Thanks again MastersBrewery just ordered a full set of replacement seals and liquid dip tube from STPV for $41.37 delivered


----------



## flyinhi (14/8/12)

Try ozbrew.com, I used them for my MR kegs and the reco kits they sold at the time were all the same price, (around 15 bucks I think) no matter what style of keg you have.


----------



## flyinhi (14/8/12)

Good to see an almost exclusive CBB thread


----------



## GalBrew (14/8/12)

So my Firestones are quite feral, I have pulled them apart and everything is getting a good soak in hot PBW. What do people think, is a good clean and seal replacement sufficient or would a full rebuild (which is far more expensive) be the way to go? :icon_cheers:


----------



## 1974Alby (14/8/12)

all the steel parts should be fine with a clean...replace the seals and it should be good to go.

has anyone bought seals/keg spares through ambartechnology.com or Andale..they both stock what I need but I suspect they wont be interested in my small retail order andthat is why they havent returned my emails!

Once I worked out that my male threaded keg post was a Mytton Rodd I managed to find a few suppliers including ozbrew.com, stainless steel tanks, ultimatehomebrew, andale and ambartechnology...Thanks again for the info everyone,...the next challenge is to get off the old keg lid o-ring which has fused itself to the lid and inside the keg opening...been soaking in napisan for a few days but I think its gonna need a bit more grunt such as a wire brush or dremel grinder....any ideas?
────────────────────────────────────────
**Task goal**
Write the next part of the forum thread about replacing keg seals, picking up after its final post.

**Data block**
────────────────────────────────────────
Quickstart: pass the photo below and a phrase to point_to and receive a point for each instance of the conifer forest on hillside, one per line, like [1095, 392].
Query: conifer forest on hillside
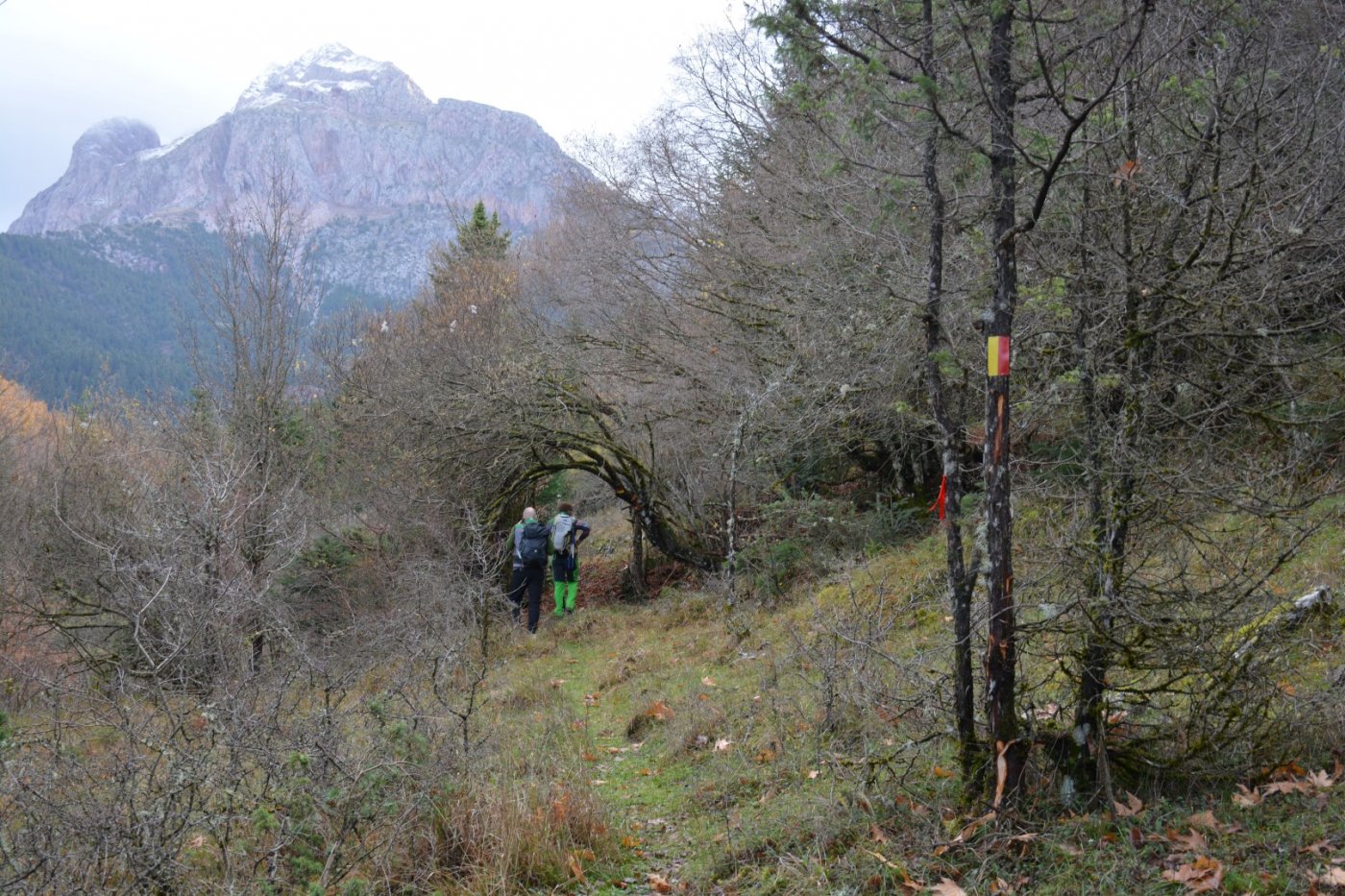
────────────────────────────────────────
**Task answer**
----------



## MastersBrewery (14/8/12)

I only just got two of my MR's up and running I had to do a fairly harsh caustic clean on both as everything else had failed to get them back to shiny stainless, will still be getting some new sealsand so forth in the near future. I noted that new lids and dip tubes weren't that expensive, so fully kitting out a couple would probably be worth it in the long term


----------



## 1974Alby (17/8/12)

Thanks for all the replys..Ive ordered some seal kits but havent been able to locate any poppet valves that are the same as the ones in my posts!..Mine have a round steel plate, which is kept in position by a circlip which sits locks into a grove within the post ..these appear to be completely different from any Ive seen on the various suppliers websites. 

Does anyone have experience with this style of poppet valve? If I cant find replacements, is it possible to simply replace the o'ring on the poppet valve?


----------



## stretch69 (26/2/13)

Albainian said:


> Hi all,
> 
> Ive been given some OLD firestone kegs that have male thread on the posts that screw into a female post seat on the body of the keg. below is a pic of a similar (same?) unit I found using google. But I cant find any info on parts (poppet valves, seals and o-rings etc)...Anyone have any experince with this style of keg?...I will post some more pics after work.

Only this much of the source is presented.